* [Task goal]:
Edit the records starting at the line containing "Kindly provide the mask of every instance of the framed" and ending at the line containing "[[363,194],[339,181],[338,230],[363,271]]", replacing "poster" with "painting" and leaving everything else unchanged. Return only those lines.

***

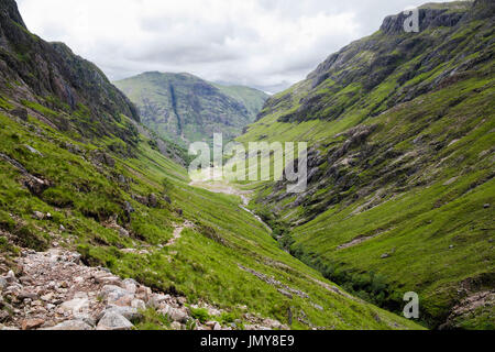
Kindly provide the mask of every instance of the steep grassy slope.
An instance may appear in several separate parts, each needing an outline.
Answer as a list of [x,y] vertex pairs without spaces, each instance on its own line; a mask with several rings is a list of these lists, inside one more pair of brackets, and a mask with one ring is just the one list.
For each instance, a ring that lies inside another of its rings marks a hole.
[[244,86],[222,86],[218,84],[213,84],[215,87],[220,89],[226,96],[229,96],[244,105],[250,113],[250,122],[253,122],[260,111],[263,109],[266,100],[268,99],[268,95],[250,87]]
[[[15,2],[2,1],[2,11],[6,3],[2,30],[21,21]],[[25,28],[20,30],[28,34]],[[37,57],[43,57],[51,46],[36,41]],[[15,37],[9,40],[9,50],[15,43]],[[92,95],[105,99],[72,108],[51,91],[34,94],[35,80],[14,81],[20,75],[15,66],[9,67],[0,96],[2,274],[18,270],[13,258],[20,248],[43,251],[57,242],[79,251],[88,265],[173,295],[182,293],[189,304],[217,305],[229,312],[216,318],[222,321],[245,321],[245,314],[257,314],[295,329],[421,328],[351,297],[282,251],[267,230],[239,208],[240,199],[190,187],[186,170],[164,156],[166,144],[161,147],[153,133],[125,114],[130,107],[110,113],[121,97],[111,86],[91,87]],[[68,81],[72,68],[59,79]],[[88,69],[90,76],[99,75]],[[74,91],[89,95],[80,86]],[[62,119],[67,124],[59,124]],[[194,226],[174,245],[164,245],[186,221]]]
[[[331,55],[265,105],[248,141],[308,141],[309,186],[253,208],[328,278],[431,327],[493,329],[494,3],[425,6]],[[483,299],[477,299],[483,293]]]
[[212,85],[189,74],[145,73],[116,85],[139,107],[143,123],[182,145],[241,134],[267,96],[246,87]]
[[[190,304],[207,300],[235,319],[257,312],[286,322],[290,308],[298,329],[417,328],[345,296],[279,250],[266,229],[238,207],[239,199],[188,186],[185,169],[143,136],[134,157],[110,156],[103,147],[100,163],[92,158],[100,153],[96,145],[77,143],[33,117],[22,122],[0,112],[0,123],[1,252],[7,258],[19,246],[44,250],[57,241],[77,249],[88,264],[182,293]],[[28,189],[25,180],[34,175],[50,186]],[[34,211],[52,217],[40,220]],[[174,224],[185,220],[195,228],[185,230],[176,245],[161,246]],[[289,299],[239,265],[308,297]]]

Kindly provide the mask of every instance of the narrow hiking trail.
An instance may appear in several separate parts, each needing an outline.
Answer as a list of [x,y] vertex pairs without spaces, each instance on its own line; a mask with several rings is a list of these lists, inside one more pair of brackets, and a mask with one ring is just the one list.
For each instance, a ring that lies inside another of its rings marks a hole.
[[188,220],[186,220],[183,224],[175,224],[173,237],[164,246],[174,245],[180,239],[185,229],[193,229],[194,227],[194,223]]
[[273,233],[272,228],[263,221],[262,218],[260,218],[257,215],[255,215],[253,211],[246,208],[246,206],[250,204],[251,198],[250,195],[253,194],[253,191],[250,190],[240,190],[233,186],[230,186],[229,184],[221,183],[221,182],[199,182],[194,180],[189,184],[191,187],[202,188],[206,190],[209,190],[213,194],[223,194],[229,196],[238,196],[241,198],[242,204],[239,205],[239,208],[242,210],[249,212],[252,217],[256,219],[257,222],[263,224],[263,227],[270,232]]

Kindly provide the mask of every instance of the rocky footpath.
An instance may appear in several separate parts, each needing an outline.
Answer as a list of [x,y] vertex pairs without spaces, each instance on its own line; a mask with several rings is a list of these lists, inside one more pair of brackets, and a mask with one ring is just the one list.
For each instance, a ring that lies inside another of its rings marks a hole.
[[[170,329],[232,330],[191,317],[185,297],[153,293],[133,279],[81,264],[80,254],[63,249],[24,250],[16,268],[0,276],[0,330],[133,330],[151,308],[168,317]],[[205,302],[210,316],[222,311]],[[244,328],[283,329],[280,322],[245,315]]]

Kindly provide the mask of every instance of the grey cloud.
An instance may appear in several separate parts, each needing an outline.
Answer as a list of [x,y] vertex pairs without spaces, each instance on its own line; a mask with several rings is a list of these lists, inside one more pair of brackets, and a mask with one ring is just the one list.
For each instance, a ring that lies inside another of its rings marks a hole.
[[[146,70],[278,91],[424,0],[18,0],[30,29],[111,79]],[[42,3],[43,2],[43,3]],[[43,16],[40,16],[43,11]]]

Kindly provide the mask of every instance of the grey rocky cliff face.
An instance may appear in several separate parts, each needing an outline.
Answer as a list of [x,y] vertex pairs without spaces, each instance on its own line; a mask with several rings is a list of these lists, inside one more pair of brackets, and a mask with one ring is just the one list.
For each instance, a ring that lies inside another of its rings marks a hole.
[[[140,121],[135,107],[97,66],[65,44],[47,43],[31,34],[13,0],[0,4],[0,82],[4,96],[19,100],[54,97],[73,111],[84,105],[103,129],[111,123],[109,117],[125,114]],[[58,107],[48,103],[47,108]]]
[[[448,9],[419,9],[419,31],[431,28],[454,26],[465,14],[465,12],[450,12]],[[404,22],[408,16],[408,14],[399,13],[385,18],[381,31],[387,34],[403,33]]]

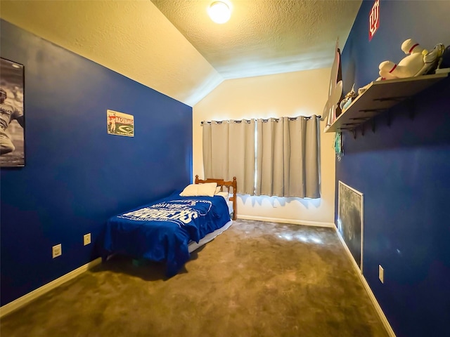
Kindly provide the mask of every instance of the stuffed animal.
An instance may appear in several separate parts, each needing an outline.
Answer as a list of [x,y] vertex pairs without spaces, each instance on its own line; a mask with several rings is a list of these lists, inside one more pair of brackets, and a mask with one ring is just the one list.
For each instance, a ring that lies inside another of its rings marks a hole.
[[423,48],[412,39],[401,44],[401,50],[408,55],[398,64],[392,61],[380,63],[381,79],[404,79],[423,75],[435,68],[444,52],[444,45],[438,44],[431,51]]
[[354,84],[353,86],[352,87],[352,90],[349,91],[345,95],[345,97],[344,98],[344,99],[340,101],[340,104],[339,106],[342,110],[342,112],[344,112],[347,110],[347,108],[349,107],[349,105],[350,105],[350,103],[352,103],[352,100],[355,97],[356,97],[356,93],[354,91]]

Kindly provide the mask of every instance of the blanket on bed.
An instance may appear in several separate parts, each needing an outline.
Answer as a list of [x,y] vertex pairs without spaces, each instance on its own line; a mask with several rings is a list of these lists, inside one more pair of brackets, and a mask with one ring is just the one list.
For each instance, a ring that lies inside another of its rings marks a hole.
[[106,223],[103,248],[109,253],[165,261],[167,275],[176,275],[189,260],[188,244],[230,220],[221,196],[167,198],[110,218]]

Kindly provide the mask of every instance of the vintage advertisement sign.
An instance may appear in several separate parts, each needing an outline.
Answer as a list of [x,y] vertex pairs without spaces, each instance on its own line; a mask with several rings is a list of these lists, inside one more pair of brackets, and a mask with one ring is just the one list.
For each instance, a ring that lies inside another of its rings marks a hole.
[[106,110],[106,123],[110,135],[134,137],[134,117],[132,114]]
[[380,27],[380,0],[375,0],[368,14],[368,41],[371,41]]

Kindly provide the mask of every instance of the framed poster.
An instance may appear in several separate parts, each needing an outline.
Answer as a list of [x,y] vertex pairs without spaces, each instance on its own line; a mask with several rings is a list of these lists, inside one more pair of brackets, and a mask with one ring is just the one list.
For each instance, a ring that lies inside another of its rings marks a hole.
[[134,137],[134,117],[113,110],[106,110],[106,126],[110,135]]
[[0,166],[25,164],[23,65],[0,58]]
[[363,194],[339,181],[338,230],[363,271]]

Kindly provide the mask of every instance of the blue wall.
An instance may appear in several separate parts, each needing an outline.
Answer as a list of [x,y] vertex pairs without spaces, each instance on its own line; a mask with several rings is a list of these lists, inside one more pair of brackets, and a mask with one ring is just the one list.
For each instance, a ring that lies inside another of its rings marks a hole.
[[[1,25],[1,57],[25,65],[26,124],[25,167],[1,171],[4,305],[96,258],[83,235],[108,217],[189,183],[192,108]],[[134,116],[134,138],[107,133],[108,109]]]
[[[363,1],[342,53],[344,91],[378,77],[378,65],[405,56],[412,38],[426,48],[450,44],[450,1],[380,1],[380,26],[368,41]],[[449,334],[450,319],[450,80],[370,123],[343,133],[338,180],[364,194],[364,275],[398,336]],[[337,198],[337,196],[336,196]],[[337,214],[336,214],[337,218]],[[385,283],[378,280],[378,265]]]

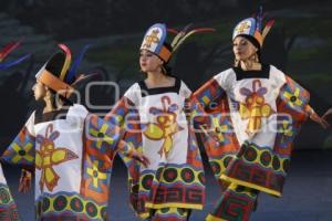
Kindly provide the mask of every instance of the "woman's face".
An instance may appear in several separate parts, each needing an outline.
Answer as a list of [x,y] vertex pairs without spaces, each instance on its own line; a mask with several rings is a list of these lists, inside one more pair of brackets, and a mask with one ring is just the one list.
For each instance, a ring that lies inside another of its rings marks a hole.
[[141,50],[139,65],[143,72],[160,72],[163,61],[154,53],[147,50]]
[[232,52],[235,54],[236,60],[246,61],[250,56],[252,56],[258,49],[246,38],[237,36],[232,41]]
[[35,84],[32,87],[32,91],[35,101],[40,101],[46,95],[46,88],[39,80],[37,80]]

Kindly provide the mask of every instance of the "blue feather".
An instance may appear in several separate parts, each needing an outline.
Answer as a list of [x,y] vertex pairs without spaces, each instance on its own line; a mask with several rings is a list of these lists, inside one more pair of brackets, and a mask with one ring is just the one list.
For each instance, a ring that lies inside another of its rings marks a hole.
[[24,60],[29,59],[30,56],[31,56],[31,54],[27,54],[27,55],[13,61],[13,62],[8,62],[8,63],[0,64],[0,70],[6,70],[8,67],[17,65],[17,64],[23,62]]

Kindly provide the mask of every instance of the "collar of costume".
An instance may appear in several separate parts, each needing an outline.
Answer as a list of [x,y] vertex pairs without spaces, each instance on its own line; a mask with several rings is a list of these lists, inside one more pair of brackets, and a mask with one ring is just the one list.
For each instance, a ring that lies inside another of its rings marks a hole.
[[54,92],[59,93],[61,96],[69,98],[74,88],[54,76],[51,72],[43,70],[43,72],[38,77],[41,83],[52,88]]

***

* [Expected output]:
Kindly provide the mask of every instance of the framed painting.
An instance may appear in several separate parts, each needing an outline.
Answer as a list of [x,y] vertex pairs without spaces, each instance on its own line; a mask with several rings is a list of these lists, inside one more pair of brackets, and a mask with one ring is just the one list.
For each instance, a ring that lies inside another of its rings marks a hole.
[[134,137],[134,117],[113,110],[106,110],[106,126],[110,135]]
[[0,166],[25,164],[23,65],[0,58]]
[[363,194],[339,181],[338,230],[363,271]]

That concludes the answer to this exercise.